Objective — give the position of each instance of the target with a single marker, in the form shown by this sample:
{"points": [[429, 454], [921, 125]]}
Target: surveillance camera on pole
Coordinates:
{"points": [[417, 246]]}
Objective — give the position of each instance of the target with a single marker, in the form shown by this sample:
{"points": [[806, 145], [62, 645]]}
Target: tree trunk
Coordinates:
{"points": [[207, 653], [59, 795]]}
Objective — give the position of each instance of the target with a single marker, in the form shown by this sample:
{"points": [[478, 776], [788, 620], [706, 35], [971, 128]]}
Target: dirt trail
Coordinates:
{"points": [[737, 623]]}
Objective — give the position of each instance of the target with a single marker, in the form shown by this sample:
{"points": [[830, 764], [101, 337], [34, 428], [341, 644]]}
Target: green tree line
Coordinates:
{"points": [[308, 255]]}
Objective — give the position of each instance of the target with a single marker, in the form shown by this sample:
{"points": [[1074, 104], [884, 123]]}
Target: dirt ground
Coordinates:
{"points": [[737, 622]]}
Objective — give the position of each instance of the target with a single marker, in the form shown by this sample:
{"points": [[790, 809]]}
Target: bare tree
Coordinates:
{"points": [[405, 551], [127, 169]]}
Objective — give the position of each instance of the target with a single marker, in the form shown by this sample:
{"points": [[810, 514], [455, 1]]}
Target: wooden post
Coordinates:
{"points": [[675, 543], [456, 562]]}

------

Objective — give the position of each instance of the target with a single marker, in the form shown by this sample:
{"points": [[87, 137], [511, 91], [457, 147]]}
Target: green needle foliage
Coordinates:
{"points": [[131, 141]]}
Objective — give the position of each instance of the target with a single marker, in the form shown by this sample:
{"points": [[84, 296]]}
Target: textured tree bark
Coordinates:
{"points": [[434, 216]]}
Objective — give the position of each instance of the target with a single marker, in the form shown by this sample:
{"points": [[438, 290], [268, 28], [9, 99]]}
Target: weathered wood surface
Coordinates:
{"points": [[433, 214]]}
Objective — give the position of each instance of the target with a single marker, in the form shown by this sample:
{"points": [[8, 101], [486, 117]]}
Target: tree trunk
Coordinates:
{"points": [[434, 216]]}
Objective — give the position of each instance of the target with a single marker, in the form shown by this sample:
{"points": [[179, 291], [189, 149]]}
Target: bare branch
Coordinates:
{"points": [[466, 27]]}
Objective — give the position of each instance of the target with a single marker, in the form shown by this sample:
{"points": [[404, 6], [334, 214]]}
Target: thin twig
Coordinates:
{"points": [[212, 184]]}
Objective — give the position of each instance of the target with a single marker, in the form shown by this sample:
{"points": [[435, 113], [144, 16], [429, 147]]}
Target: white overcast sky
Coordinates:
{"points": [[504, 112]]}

------

● Objective
Count the lines in the records above that contain the string "green", treating uppercase and lowercase as different. Reply with the number only.

● Expected output
2